| THE INPUT |
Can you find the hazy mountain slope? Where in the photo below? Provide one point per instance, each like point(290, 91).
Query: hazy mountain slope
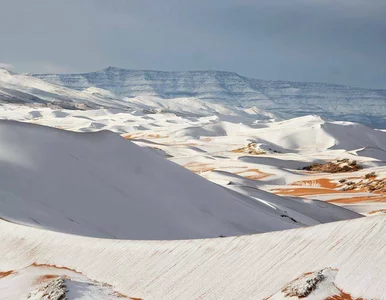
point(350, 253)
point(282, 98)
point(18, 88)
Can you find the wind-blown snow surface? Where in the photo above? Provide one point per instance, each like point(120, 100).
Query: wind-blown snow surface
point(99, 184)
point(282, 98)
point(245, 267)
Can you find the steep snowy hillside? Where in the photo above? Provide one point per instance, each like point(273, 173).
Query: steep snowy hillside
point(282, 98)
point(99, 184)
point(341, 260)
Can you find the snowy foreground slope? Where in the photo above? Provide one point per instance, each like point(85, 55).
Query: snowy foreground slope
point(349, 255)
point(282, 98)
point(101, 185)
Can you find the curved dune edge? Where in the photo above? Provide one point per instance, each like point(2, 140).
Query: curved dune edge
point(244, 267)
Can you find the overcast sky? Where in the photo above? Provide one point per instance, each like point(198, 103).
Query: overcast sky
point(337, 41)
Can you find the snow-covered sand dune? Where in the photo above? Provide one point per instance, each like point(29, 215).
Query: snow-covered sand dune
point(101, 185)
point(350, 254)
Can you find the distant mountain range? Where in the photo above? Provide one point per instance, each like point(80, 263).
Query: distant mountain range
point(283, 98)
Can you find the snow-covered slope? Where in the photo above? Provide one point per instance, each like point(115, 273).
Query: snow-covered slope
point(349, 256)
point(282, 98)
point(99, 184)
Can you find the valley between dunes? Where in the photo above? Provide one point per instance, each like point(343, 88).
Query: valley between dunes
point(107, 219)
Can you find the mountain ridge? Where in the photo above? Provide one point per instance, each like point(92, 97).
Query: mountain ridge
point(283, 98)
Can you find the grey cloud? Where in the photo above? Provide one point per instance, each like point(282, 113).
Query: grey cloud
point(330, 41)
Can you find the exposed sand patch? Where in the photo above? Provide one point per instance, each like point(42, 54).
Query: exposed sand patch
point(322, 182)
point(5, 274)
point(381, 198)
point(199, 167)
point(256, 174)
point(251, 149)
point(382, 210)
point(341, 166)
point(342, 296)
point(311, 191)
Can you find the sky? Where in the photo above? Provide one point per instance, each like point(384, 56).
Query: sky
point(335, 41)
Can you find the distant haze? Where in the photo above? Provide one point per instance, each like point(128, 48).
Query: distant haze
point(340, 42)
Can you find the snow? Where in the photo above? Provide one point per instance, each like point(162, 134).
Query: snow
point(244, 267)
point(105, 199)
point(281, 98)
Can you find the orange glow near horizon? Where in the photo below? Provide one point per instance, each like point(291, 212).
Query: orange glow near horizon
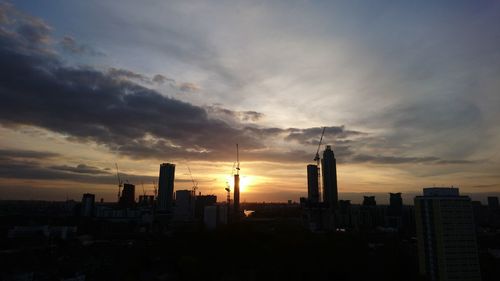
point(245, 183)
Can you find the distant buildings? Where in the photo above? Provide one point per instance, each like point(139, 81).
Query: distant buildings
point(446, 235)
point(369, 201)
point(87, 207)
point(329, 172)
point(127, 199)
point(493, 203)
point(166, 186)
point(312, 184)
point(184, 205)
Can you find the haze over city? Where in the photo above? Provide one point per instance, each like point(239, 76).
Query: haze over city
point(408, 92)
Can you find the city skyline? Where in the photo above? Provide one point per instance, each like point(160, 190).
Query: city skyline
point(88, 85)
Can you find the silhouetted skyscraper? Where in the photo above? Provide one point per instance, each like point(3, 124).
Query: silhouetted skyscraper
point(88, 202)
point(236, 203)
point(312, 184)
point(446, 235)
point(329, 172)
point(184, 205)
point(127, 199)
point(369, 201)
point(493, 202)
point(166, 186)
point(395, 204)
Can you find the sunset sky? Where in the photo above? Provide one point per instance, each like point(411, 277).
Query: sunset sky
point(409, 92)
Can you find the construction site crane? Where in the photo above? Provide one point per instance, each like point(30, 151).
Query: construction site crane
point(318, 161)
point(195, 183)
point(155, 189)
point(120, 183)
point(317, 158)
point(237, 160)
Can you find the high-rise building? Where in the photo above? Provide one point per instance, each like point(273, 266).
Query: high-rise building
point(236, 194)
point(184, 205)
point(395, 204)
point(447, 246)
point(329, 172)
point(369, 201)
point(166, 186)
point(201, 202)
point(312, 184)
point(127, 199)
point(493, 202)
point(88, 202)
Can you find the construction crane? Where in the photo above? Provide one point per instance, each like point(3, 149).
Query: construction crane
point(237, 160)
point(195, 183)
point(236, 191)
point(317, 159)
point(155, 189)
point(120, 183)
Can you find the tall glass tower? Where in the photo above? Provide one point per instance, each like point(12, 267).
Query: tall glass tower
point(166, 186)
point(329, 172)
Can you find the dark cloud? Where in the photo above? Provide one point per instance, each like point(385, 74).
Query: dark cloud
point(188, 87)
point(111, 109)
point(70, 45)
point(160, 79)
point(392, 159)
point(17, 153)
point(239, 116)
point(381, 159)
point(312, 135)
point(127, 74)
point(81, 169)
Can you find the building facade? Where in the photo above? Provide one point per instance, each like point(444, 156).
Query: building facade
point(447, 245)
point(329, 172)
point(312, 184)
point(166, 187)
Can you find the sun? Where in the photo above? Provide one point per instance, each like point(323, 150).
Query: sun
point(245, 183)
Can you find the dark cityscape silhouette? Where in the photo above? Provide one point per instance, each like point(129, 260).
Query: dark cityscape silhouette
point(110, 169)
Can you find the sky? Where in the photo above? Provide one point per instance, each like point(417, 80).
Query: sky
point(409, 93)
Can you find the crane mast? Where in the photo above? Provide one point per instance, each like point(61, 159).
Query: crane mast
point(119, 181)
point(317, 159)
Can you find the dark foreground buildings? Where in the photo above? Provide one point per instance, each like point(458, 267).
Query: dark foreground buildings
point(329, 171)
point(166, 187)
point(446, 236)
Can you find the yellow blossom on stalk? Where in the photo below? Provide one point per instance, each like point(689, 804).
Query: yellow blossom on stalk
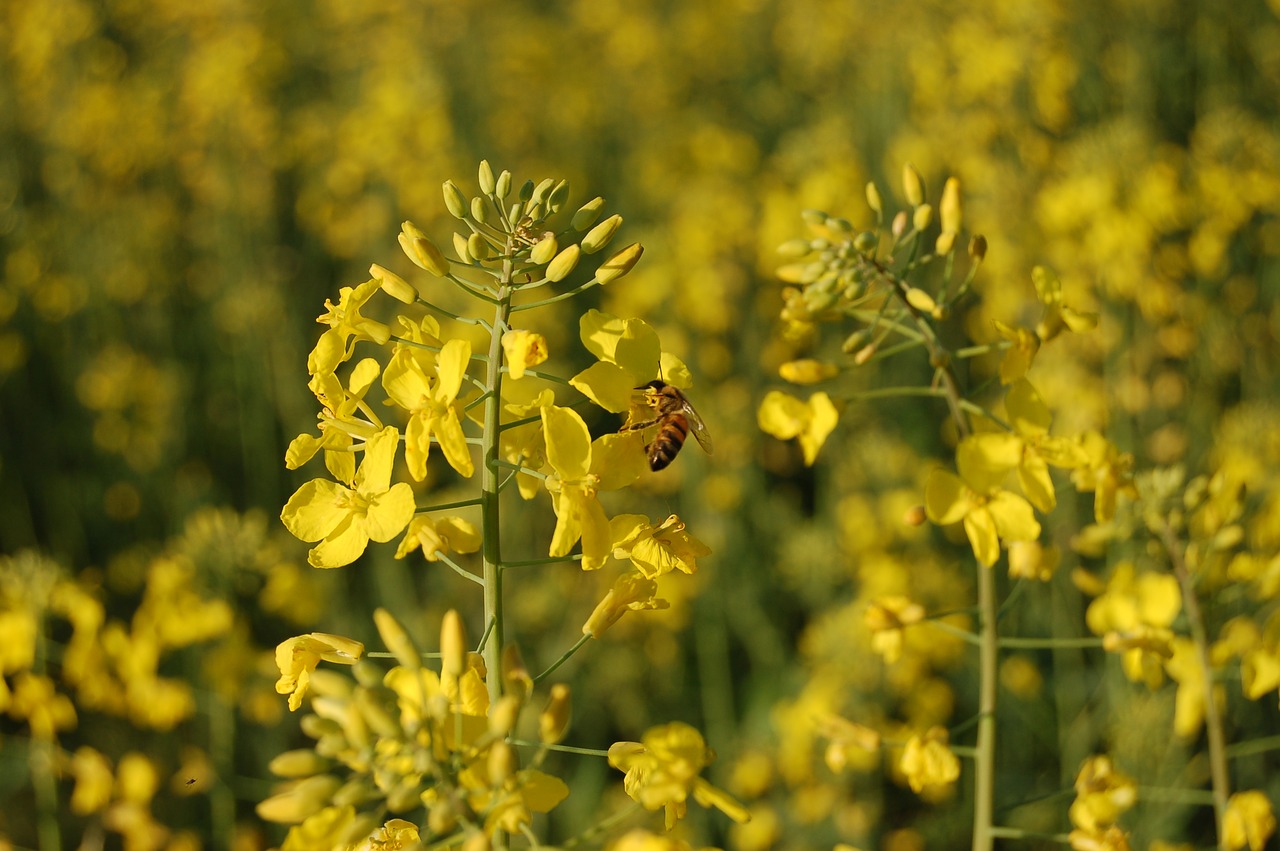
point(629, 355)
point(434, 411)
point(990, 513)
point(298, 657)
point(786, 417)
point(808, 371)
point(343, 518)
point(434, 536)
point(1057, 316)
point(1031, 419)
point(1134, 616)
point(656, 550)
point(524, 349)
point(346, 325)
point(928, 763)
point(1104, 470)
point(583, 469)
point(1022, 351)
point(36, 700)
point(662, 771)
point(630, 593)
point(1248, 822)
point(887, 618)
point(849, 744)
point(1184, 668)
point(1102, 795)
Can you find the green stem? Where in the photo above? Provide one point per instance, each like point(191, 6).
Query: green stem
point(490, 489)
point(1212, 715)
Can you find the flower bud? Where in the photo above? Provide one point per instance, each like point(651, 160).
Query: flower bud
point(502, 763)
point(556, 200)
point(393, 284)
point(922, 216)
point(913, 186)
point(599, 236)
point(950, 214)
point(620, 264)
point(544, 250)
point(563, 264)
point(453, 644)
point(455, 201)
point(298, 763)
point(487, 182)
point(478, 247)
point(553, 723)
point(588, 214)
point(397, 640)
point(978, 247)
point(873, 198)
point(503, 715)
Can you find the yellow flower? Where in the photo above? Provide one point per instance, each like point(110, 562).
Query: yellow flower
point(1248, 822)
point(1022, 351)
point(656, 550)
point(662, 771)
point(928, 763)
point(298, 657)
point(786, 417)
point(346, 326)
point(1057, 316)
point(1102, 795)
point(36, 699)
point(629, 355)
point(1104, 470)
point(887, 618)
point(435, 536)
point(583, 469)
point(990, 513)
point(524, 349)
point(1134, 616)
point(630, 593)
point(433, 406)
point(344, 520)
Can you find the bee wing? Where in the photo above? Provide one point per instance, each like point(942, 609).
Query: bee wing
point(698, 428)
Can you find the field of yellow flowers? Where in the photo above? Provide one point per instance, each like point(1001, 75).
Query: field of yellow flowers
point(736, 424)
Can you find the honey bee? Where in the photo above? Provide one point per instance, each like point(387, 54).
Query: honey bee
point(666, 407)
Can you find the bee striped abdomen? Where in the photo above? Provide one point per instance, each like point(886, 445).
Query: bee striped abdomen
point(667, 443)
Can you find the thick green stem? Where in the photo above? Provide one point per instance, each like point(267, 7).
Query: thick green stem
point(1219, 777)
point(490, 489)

| TASK |
Reproduce the data verbatim from its first line through the line holding "point(341, 260)", inclusive, and omit the pictures.

| THE REPLY |
Can you find the hazy mountain slope? Where in the photo below? Provide one point per instance, each like point(290, 91).
Query: hazy mountain slope
point(350, 253)
point(282, 98)
point(18, 88)
Can you find the wind-blown snow surface? Where in the photo above? Provide one point per instance, each like point(120, 100).
Query: wind-blown snow surface
point(99, 184)
point(282, 98)
point(245, 267)
Can you find the steep snowy hillside? Where in the photo above? Provide one point per instance, each like point(273, 173).
Query: steep snowy hillside
point(282, 98)
point(99, 184)
point(341, 260)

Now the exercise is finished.